▶ [What you need to do]
Look through the records below and collect all lines that hold the string "jacket".

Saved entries
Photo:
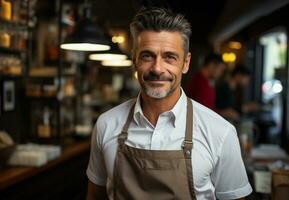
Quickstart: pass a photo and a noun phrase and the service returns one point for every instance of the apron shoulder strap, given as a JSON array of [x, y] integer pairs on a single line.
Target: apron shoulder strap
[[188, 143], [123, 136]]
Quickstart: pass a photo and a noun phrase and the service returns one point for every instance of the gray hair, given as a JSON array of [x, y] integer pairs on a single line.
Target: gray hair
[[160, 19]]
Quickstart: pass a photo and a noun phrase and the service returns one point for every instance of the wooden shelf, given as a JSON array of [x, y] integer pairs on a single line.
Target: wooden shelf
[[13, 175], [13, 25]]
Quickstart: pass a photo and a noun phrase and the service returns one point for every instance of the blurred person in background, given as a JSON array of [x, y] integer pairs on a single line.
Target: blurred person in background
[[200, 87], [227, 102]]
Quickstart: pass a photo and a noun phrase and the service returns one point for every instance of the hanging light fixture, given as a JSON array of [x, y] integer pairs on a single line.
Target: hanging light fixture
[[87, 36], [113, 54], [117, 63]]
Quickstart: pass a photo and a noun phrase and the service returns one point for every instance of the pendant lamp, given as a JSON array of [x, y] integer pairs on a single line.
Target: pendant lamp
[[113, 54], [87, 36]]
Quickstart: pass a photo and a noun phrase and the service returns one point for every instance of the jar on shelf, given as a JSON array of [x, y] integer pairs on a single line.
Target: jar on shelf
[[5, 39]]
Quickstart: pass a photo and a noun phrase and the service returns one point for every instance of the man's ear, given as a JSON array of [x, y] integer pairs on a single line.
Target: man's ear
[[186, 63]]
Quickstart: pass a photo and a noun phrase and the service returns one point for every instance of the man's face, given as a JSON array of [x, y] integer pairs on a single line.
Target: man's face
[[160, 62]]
==
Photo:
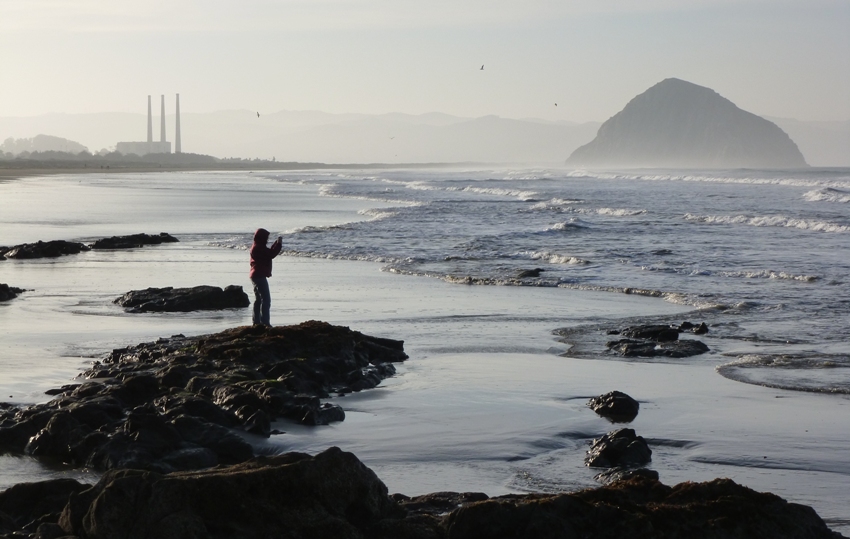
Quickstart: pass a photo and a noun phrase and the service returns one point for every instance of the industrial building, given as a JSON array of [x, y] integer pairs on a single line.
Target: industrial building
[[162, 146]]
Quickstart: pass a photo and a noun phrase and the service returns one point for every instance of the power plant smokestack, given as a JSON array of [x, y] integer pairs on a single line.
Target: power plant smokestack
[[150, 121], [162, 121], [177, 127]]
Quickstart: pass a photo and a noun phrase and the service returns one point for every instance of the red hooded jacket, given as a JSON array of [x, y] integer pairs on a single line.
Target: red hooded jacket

▶ [Task output]
Quickstart: pass a photo and a noun phrase and the service returns one point for every instance of the red hooded jacket, given as a JSON array of [x, y] integer pairs on a single line.
Target: red hooded jacket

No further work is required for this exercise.